[Items listed in a dataset]
********************
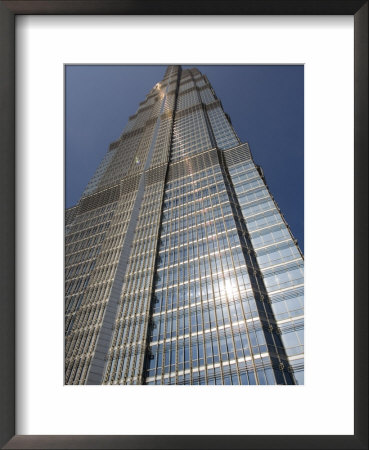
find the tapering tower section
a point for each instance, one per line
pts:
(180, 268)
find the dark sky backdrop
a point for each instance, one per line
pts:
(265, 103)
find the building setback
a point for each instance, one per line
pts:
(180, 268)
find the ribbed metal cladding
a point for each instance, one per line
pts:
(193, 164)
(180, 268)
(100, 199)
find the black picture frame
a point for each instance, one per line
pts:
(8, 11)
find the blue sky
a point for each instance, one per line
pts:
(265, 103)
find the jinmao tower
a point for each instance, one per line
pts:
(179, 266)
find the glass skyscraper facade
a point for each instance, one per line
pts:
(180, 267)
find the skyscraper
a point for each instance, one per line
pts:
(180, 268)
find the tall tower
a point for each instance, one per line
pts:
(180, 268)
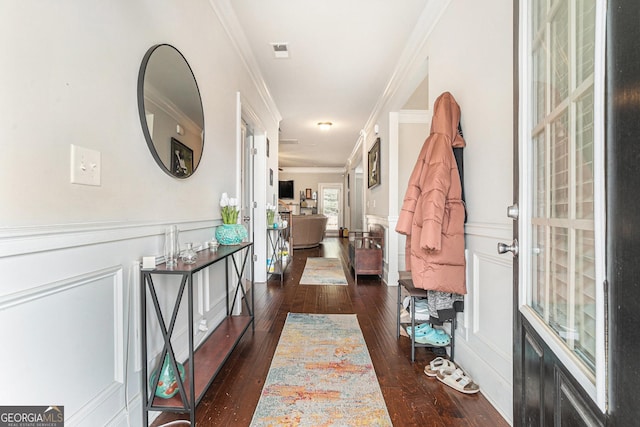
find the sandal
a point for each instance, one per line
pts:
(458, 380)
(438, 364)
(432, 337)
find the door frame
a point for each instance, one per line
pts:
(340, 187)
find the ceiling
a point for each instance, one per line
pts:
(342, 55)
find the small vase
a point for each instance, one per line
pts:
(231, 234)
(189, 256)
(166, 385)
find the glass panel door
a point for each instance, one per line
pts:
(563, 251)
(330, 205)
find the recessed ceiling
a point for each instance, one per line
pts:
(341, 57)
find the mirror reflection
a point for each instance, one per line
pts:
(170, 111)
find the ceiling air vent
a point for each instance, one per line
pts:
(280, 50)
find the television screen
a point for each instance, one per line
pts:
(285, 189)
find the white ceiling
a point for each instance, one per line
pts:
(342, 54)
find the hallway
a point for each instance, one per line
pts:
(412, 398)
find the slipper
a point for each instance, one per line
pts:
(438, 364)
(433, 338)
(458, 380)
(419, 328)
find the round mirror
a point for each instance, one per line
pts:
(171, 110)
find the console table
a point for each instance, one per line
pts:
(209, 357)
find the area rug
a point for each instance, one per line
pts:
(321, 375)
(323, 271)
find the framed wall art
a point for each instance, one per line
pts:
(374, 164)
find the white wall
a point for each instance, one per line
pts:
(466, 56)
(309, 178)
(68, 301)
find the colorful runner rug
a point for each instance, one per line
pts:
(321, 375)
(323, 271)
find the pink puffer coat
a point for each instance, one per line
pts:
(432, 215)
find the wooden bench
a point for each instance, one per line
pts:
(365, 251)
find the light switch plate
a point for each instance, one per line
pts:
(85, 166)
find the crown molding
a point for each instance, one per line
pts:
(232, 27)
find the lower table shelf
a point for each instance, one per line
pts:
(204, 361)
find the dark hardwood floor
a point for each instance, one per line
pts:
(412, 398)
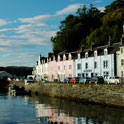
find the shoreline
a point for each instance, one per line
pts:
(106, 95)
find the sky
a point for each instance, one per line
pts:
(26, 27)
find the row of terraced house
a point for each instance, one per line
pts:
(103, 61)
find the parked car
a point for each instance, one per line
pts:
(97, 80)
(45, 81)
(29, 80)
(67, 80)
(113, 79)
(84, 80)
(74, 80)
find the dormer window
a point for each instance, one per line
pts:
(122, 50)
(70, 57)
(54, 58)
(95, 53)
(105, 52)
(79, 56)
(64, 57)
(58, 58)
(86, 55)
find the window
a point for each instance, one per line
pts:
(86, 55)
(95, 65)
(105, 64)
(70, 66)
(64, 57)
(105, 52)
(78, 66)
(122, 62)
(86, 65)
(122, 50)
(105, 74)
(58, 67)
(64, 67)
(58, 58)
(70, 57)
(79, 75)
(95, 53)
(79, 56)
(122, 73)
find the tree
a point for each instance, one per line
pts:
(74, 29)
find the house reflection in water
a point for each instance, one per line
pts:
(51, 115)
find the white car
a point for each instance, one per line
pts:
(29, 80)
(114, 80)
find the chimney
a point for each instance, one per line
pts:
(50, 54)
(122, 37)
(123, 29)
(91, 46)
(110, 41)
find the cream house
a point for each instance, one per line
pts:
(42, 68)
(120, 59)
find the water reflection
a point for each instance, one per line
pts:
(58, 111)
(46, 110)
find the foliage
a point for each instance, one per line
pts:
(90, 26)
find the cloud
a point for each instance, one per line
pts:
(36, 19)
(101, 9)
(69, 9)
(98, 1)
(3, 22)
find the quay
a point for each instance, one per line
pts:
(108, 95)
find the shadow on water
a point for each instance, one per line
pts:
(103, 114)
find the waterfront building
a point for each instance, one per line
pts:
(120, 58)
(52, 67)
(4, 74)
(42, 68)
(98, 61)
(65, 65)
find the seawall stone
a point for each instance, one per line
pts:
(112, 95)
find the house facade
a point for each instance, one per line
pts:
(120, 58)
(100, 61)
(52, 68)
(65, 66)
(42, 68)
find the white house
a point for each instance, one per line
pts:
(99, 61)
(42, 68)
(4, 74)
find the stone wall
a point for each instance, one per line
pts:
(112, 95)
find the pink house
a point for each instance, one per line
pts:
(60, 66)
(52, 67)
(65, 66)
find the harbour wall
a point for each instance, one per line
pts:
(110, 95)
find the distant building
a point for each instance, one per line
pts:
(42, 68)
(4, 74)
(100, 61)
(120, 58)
********************
= The exercise =
Retype everything in the material word for word, minus pictures.

= Right answer =
find the tapering tower section
a point for each instance, one per line
pts:
(180, 268)
find the dark sky backdrop
a point for each instance, one per line
pts:
(265, 103)
find the building setback
a point for each instance, one per line
pts:
(180, 268)
find the ribbed metal cladding
a point for each instance, one per line
pts:
(193, 164)
(180, 268)
(100, 199)
find the black picture frame
a point for each instance, one per line
pts:
(8, 11)
find the blue sky
a point for each instance, one per line
pts:
(265, 103)
find the jinmao tower
a point for each instance, one per line
pts:
(179, 266)
find the glass skyscraper facade
a point for each instance, one per line
pts:
(180, 267)
find the skyscraper
a point for each instance, one per line
pts:
(180, 268)
find the tall tower
a point for each instance, one per line
pts:
(180, 268)
find the sandal
a point for each instance, one per line
pts:
(458, 380)
(438, 364)
(432, 337)
find the door frame
a point for each instance, one per line
pts:
(340, 187)
find the ceiling
a point for each instance, one per line
pts:
(342, 55)
find the small vase
a point for each instance, one per line
pts:
(231, 234)
(189, 256)
(166, 385)
find the glass panel door
a point for each instance, one per line
pts:
(563, 251)
(330, 205)
find the recessed ceiling
a point for each instance, one per line
pts:
(341, 57)
find the mirror reflection
a point for each instance, one per line
pts:
(170, 111)
find the ceiling air vent
a point for each instance, one per line
pts:
(280, 50)
find the television screen
a point for each instance, one per line
pts:
(285, 189)
find the white ceiling
a point for each instance, one per line
pts:
(342, 54)
find the hallway
a point for each instance, one per line
pts:
(412, 398)
find the slipper
a point for each instance, one per line
pts:
(438, 364)
(433, 338)
(458, 380)
(419, 328)
find the round mirror
a point for each instance, one per line
pts:
(171, 110)
find the console table
a point for each instance, one per line
pts:
(209, 357)
find the area rug
a point for each instance, one per line
pts:
(321, 375)
(323, 271)
find the framed wall art
a point for each instance, one per line
pts:
(374, 164)
find the white wall
a point for each instance, one per line
pts:
(466, 56)
(309, 178)
(68, 301)
find the colorful runner rug
a point for each instance, one per line
pts:
(321, 375)
(323, 271)
find the pink puffer coat
a point for each instance, one per line
pts:
(432, 215)
find the wooden bench
a point for each instance, one per line
pts:
(365, 251)
find the light switch plate
a point for each instance, one per line
pts:
(85, 166)
find the crown molding
a point for each instance, one per line
pts:
(232, 27)
find the lower table shelf
a point for each instance, one per line
pts:
(204, 361)
find the dark hardwood floor
a point for each instance, one per line
pts:
(412, 398)
find the shoreline
a point for each instance, one per line
pts:
(106, 95)
find the sky
a point for each instance, one per line
pts:
(26, 27)
find the row of terraced house
a point for each instance, one per line
pts:
(103, 61)
find the parked car
a point for each instance, one per line
pts:
(97, 80)
(45, 81)
(29, 80)
(67, 80)
(113, 79)
(84, 80)
(74, 80)
find the dormer window
a point for each instance, one per line
pts:
(122, 50)
(70, 57)
(54, 58)
(95, 53)
(105, 52)
(79, 56)
(64, 57)
(58, 58)
(86, 55)
find the window
a point for each instance, one per line
pts:
(86, 55)
(95, 65)
(105, 64)
(70, 66)
(64, 57)
(105, 52)
(78, 66)
(122, 62)
(86, 65)
(122, 50)
(105, 74)
(58, 67)
(64, 67)
(58, 58)
(70, 57)
(79, 75)
(95, 53)
(79, 56)
(122, 73)
find the tree
a point for each instance, one per line
pts:
(74, 29)
find the house reflection in water
a point for each instance, one per line
pts:
(51, 115)
find the white car
a point for each instance, one per line
pts:
(29, 80)
(114, 80)
find the chimney
a point for each instance, one per line
pts:
(50, 54)
(122, 37)
(123, 29)
(91, 46)
(110, 41)
find the cream house
a point for each instance, one per line
pts:
(42, 68)
(120, 59)
find the water reflection
a point for each instance, one per line
pts:
(58, 111)
(46, 110)
find the foliage
a point for each instance, one per line
pts:
(90, 26)
find the cloud
a point for each instance, one per line
pts:
(36, 19)
(101, 9)
(69, 9)
(98, 1)
(3, 22)
find the quay
a point for each instance, one per line
pts:
(108, 95)
find the shadow on water
a point for each instance, one per line
pts:
(103, 114)
find the waterfront building
a point for each instance, one per line
pts:
(120, 58)
(52, 67)
(4, 74)
(42, 68)
(98, 61)
(65, 65)
find the seawall stone
a point for each instance, one per line
pts:
(112, 95)
find the house facade
a point for each instance, one per line
pts:
(120, 58)
(100, 61)
(52, 68)
(65, 66)
(42, 68)
find the white house
a point for each instance, one per line
pts:
(99, 61)
(42, 68)
(4, 74)
find the stone wall
a point for each instance, one per line
pts:
(112, 95)
find the pink house
a point for each instance, one per line
pts:
(60, 66)
(52, 67)
(65, 66)
find the harbour wall
a point for each instance, one per line
pts:
(110, 95)
find the distant building
a point for each instance, one per line
pts:
(42, 68)
(4, 74)
(100, 61)
(120, 58)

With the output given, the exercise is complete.